**SUPPLIED DATA:**
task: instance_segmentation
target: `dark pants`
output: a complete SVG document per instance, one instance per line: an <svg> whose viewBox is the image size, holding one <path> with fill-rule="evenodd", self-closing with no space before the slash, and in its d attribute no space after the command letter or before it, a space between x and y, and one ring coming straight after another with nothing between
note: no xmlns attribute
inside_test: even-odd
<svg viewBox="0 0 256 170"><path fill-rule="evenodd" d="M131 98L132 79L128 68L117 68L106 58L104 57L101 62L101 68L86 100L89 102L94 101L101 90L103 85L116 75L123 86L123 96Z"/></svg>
---
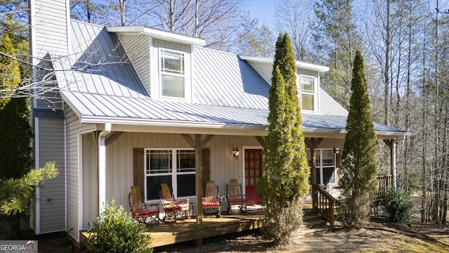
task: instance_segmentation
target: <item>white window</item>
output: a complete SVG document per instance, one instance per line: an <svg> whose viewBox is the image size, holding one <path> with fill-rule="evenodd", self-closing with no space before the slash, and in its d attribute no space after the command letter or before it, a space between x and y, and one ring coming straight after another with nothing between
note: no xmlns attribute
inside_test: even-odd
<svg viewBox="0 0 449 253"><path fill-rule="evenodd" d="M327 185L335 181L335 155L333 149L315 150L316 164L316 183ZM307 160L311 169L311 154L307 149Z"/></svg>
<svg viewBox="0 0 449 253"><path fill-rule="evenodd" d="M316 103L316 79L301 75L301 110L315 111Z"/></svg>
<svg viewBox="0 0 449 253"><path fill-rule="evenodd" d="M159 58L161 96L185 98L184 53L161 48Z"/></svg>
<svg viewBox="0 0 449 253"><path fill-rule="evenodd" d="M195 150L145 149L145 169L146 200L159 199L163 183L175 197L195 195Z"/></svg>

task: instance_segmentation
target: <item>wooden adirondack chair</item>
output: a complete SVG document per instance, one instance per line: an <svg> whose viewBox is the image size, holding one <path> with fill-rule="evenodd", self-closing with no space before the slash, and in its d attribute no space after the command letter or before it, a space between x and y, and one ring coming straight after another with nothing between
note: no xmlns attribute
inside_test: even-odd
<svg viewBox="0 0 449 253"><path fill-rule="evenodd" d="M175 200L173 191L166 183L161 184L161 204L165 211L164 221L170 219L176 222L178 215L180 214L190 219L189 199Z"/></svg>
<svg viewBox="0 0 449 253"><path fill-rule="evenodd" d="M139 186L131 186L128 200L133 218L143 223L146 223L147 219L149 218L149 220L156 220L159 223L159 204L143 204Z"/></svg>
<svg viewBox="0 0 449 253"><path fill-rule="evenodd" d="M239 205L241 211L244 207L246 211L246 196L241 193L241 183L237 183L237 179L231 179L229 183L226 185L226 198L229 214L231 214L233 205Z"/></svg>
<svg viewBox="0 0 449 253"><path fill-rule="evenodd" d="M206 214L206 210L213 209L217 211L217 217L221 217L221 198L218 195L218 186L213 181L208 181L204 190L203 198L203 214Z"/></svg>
--
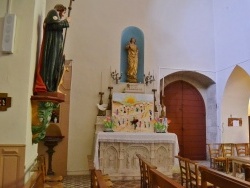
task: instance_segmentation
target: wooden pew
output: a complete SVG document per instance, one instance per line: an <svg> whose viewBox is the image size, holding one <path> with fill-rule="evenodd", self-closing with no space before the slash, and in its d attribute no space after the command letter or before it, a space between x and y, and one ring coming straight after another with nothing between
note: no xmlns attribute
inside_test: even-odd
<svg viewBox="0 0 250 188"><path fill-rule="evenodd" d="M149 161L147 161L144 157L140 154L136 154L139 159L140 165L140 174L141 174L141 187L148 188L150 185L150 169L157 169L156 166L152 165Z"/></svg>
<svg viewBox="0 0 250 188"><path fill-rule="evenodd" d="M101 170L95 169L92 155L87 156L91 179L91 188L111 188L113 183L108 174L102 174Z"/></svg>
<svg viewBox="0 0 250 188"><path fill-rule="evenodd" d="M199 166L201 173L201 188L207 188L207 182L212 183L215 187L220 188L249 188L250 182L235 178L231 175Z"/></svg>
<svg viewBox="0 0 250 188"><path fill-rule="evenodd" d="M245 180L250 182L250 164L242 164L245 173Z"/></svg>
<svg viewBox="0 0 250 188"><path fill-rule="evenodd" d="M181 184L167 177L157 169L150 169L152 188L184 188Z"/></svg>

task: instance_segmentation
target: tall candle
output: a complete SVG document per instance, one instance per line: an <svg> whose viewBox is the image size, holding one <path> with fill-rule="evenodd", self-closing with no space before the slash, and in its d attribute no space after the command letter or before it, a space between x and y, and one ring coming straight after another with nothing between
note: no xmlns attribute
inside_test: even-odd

**TASK OBJECTIVE:** Pick out every line of the material above that contains the string "target", and copy each one in full.

**ANSWER FOR THE TASK:**
target: `dark pants`
target: <item>white window</item>
target: <item>wooden adirondack chair</item>
target: wooden pew
target: tall candle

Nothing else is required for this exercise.